• **Task goal**
Rewrite all the entries below, renaming "neighbor house" to "adjacent building" and keeping everything else unchanged. Leave the pictures out.

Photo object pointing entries
•••
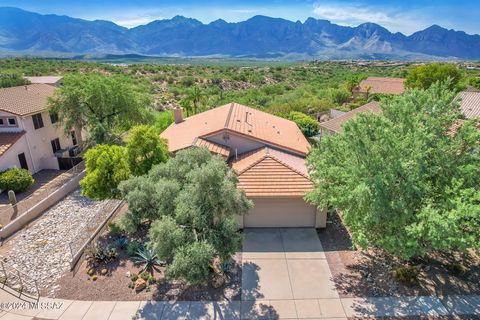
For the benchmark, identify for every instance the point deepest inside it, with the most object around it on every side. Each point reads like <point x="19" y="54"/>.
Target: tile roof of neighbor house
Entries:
<point x="8" y="139"/>
<point x="239" y="119"/>
<point x="24" y="100"/>
<point x="383" y="85"/>
<point x="470" y="104"/>
<point x="212" y="147"/>
<point x="45" y="79"/>
<point x="335" y="125"/>
<point x="268" y="172"/>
•••
• **Full output**
For the benchmark, identify for every instance the point deepest inside it, with the most object around it on every side. Each point reads like <point x="19" y="54"/>.
Target: tile roof of adjacent building
Entries:
<point x="8" y="139"/>
<point x="239" y="119"/>
<point x="24" y="100"/>
<point x="383" y="85"/>
<point x="470" y="104"/>
<point x="212" y="147"/>
<point x="45" y="79"/>
<point x="335" y="125"/>
<point x="268" y="172"/>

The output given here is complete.